WHAT TO PRODUCE:
Copy out every line of the entries below that contains the string "leash".

SUPPLIED INFORMATION:

★ ★ ★ ★

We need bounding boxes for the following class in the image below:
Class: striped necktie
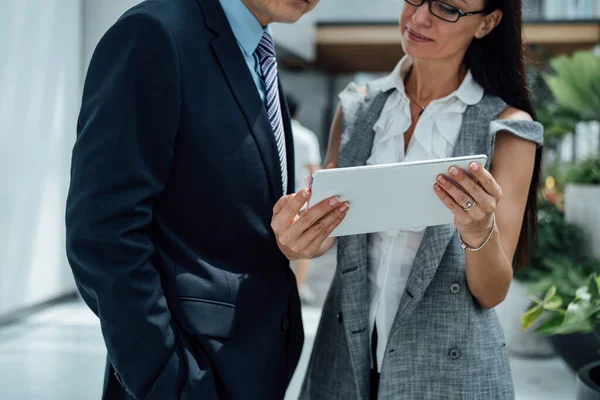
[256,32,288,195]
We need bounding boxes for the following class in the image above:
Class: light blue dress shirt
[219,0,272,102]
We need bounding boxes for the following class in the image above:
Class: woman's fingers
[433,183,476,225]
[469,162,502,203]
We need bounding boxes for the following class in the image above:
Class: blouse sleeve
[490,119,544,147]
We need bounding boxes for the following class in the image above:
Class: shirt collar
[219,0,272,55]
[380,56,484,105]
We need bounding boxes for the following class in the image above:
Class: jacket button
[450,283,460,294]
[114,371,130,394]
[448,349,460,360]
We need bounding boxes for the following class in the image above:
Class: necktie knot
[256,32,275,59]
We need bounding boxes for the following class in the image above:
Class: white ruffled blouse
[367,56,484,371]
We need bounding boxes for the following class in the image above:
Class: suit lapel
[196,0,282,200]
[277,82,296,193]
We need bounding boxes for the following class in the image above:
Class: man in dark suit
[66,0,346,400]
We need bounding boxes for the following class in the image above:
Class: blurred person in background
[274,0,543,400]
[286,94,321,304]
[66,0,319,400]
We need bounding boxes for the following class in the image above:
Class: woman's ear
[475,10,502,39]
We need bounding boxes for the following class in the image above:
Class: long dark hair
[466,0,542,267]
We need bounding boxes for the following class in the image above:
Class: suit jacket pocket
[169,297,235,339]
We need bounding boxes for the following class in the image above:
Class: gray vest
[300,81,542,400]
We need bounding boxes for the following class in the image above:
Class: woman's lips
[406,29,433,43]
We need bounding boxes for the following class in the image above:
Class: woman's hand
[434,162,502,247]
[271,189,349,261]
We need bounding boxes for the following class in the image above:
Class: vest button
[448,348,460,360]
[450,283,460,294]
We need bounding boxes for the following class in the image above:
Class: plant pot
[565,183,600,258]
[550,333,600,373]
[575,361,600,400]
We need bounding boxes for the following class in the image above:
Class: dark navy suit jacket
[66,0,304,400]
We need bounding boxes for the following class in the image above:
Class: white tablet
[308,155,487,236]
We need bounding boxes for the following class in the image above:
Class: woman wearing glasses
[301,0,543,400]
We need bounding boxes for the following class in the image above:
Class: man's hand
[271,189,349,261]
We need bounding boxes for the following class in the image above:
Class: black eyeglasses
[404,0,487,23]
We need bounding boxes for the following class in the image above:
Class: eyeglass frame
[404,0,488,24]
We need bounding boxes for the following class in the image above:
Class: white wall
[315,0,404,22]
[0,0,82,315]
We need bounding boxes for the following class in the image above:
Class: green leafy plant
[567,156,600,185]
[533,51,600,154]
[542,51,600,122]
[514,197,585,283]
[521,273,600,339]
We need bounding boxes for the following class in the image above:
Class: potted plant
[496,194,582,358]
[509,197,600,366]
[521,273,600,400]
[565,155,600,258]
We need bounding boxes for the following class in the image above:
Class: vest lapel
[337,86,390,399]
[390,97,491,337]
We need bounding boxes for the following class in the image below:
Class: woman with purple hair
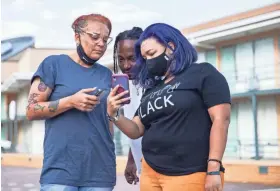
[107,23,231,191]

★ ★ ★ ★

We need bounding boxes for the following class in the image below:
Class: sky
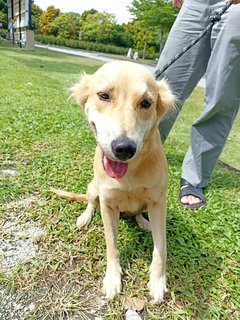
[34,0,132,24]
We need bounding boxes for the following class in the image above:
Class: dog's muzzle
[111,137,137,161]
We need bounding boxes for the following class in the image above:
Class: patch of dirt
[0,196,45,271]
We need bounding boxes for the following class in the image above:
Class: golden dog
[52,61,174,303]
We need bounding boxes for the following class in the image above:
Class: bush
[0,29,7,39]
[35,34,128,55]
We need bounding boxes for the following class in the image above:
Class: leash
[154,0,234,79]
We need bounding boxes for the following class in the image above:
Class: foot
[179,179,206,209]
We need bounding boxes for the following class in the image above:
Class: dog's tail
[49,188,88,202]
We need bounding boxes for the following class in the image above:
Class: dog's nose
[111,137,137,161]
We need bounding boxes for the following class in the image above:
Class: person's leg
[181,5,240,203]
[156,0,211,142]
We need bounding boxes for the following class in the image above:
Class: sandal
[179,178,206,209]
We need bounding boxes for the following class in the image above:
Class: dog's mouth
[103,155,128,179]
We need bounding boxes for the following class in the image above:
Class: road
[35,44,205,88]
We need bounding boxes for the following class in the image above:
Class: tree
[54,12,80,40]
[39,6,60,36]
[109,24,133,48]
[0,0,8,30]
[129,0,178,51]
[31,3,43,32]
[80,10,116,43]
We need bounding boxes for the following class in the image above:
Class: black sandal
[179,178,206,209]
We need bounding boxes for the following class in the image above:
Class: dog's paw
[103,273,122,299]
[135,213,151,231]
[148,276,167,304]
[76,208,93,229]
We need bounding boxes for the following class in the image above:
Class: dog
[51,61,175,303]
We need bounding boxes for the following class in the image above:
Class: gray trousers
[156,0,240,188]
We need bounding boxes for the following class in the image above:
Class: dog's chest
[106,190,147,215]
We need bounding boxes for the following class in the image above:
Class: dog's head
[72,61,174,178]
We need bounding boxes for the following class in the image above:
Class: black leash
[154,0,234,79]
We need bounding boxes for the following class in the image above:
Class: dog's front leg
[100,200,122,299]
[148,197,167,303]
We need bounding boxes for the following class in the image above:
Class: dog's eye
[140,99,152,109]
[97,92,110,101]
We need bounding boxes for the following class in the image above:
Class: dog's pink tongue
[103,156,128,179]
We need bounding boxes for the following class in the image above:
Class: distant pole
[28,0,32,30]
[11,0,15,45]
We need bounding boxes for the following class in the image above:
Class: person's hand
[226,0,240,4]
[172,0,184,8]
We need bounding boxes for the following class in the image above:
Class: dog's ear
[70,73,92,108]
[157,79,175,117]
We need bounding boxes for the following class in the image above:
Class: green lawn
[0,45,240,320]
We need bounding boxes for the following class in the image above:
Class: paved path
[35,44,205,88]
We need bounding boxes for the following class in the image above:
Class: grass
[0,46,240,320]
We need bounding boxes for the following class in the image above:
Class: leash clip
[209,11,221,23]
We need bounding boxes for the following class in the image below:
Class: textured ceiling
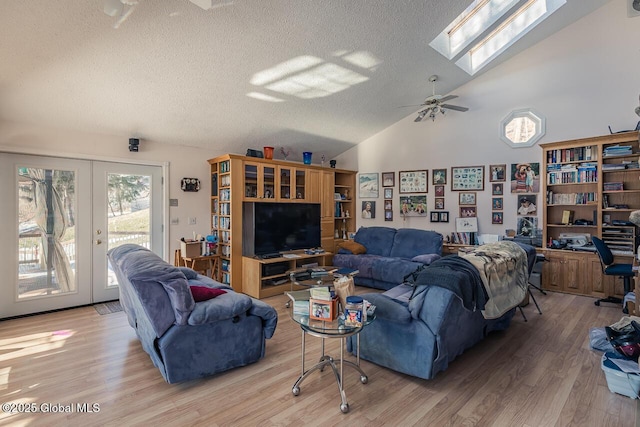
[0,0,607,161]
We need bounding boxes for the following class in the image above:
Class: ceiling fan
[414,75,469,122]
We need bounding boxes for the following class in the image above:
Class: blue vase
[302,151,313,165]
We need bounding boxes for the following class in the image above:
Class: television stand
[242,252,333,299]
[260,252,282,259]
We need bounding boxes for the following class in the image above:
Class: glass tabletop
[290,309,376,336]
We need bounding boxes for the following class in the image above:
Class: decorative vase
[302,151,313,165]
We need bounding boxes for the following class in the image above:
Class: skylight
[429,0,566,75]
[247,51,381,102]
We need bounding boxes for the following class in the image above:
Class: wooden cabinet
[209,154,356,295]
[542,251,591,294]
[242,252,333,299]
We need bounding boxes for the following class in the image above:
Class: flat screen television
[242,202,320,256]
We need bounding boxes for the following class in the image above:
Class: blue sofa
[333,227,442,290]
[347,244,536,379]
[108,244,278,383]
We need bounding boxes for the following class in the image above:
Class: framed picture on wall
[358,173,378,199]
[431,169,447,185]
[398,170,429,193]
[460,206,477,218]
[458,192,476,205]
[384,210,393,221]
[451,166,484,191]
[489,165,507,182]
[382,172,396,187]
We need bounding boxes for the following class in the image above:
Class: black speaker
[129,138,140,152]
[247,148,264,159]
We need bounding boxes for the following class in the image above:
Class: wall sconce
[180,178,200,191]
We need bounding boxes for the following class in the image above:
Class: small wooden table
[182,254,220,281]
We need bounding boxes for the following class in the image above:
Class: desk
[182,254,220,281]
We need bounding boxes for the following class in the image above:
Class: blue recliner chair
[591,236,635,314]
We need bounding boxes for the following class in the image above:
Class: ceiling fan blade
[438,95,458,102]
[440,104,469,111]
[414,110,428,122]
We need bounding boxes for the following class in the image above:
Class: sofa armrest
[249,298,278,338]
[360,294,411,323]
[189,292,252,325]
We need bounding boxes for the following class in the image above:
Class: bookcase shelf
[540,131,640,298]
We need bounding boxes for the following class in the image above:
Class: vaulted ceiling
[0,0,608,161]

★ ★ ★ ★

RESULT FOR THIS TASK:
Class: leash
Class: black leash
Class: leash clip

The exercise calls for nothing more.